Set down all the data again. Change nothing.

◆ ◆ ◆

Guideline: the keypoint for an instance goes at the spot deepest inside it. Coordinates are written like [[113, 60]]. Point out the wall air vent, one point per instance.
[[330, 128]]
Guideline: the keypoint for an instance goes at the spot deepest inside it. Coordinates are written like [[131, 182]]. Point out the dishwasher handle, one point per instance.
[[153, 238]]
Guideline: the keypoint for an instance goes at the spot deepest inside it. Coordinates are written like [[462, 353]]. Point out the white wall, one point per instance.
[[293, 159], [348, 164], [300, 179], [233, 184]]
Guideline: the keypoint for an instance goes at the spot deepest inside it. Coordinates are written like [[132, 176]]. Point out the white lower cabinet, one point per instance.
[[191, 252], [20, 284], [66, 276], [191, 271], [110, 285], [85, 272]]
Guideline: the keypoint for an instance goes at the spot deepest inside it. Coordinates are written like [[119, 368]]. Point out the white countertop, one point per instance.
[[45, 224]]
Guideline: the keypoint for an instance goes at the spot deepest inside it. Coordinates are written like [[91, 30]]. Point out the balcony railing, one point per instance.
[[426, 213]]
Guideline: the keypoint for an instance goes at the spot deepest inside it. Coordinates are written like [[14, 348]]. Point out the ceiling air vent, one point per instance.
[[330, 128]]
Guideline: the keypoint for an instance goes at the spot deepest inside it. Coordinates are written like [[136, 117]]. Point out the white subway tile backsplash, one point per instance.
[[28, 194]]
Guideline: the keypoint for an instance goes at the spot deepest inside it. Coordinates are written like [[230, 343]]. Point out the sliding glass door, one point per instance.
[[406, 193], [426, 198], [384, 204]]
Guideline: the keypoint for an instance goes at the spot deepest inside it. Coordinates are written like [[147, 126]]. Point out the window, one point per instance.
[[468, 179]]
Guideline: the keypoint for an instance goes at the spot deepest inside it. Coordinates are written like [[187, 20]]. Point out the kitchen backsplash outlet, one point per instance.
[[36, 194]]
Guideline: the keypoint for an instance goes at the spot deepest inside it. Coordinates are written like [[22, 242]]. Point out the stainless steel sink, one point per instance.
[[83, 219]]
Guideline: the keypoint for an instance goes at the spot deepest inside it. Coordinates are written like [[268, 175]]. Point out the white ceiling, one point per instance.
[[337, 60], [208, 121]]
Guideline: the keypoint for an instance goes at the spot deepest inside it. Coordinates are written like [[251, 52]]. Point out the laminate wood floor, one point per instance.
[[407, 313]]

◆ ◆ ◆

Response to the exercise ▸
Guideline: the keypoint for an instance goes at the spot deepest inside it. Coordinates are written like [[113, 60]]. Point out the wall air vent, one point per instance.
[[330, 128]]
Guideline: the keypoint for an instance goes at the spot deepest inside it. Coordinates are written like [[131, 182]]. Point out the dishwasher handle, one point per instance.
[[153, 238]]
Guideline: the keypoint for an instance goes at the spot deepest inside it. Coordinates are written like [[462, 353]]. Point out the white wall, one point per instance.
[[293, 159], [348, 164], [300, 179], [233, 184]]
Guideline: the keypoint for an instance goes at the spot deepest inside it. Coordinates are written like [[132, 176]]. Point out the white lower cabinet, one point per instance.
[[191, 252], [20, 284], [66, 276], [191, 271], [110, 285], [85, 272]]
Guideline: the keypoint for an instance goes at the spot deepest inside it. Coordinates are written like [[119, 368]]. Point out the white countertop, one point per instance.
[[45, 224]]
Guideline: the keypoint for an instance goes at the spot deepest inside it. Coordinates are written like [[91, 30]]. Point out the balcony railing, one point per instance.
[[426, 213]]
Guideline: the keypoint for an instance goes at the spot deepest inside it. Coordinates are written like [[14, 348]]. Point out the ceiling air vent, one point per instance.
[[330, 128]]
Guideline: the keypoint for an instance goes at the spot deepest inside it. Coordinates are written like [[136, 117]]. Point out the white subway tile backsplash, one point per instance.
[[28, 194]]
Guideline: the keypoint for an instance goes at the spot deepest inside it. Coordinates are written like [[230, 343]]. Point out the sliding glass door, one point per instance.
[[406, 193], [426, 198], [384, 204]]
Guideline: the keypoint for an instance goes at the spot deepest inside it. Coordinates are written like [[147, 126]]. Point out the window, one point per instance.
[[468, 179]]
Guideline: the keypoint for an instance goes at the spot deepest inside it. Coordinates are written like [[187, 20]]. Point out the kitchen backsplash outlet, one point per instance.
[[36, 194]]
Guideline: the keypoint for an instance goes at the spot deepest inside it. Coordinates are written like [[22, 242]]. Point out the stainless steel sink, one point per instance.
[[83, 219]]
Guideline: the keypoint for an instance goes at the spot deepest inside it. Coordinates are written like [[268, 175]]. Point out the white ceiling, one point per instance.
[[337, 60], [208, 121]]
Guideline: the keypoint for an instance goes at the spot deepest inside it. Coordinates are written like [[251, 52]]. Point out the laminate wood floor, one point per instance.
[[407, 313]]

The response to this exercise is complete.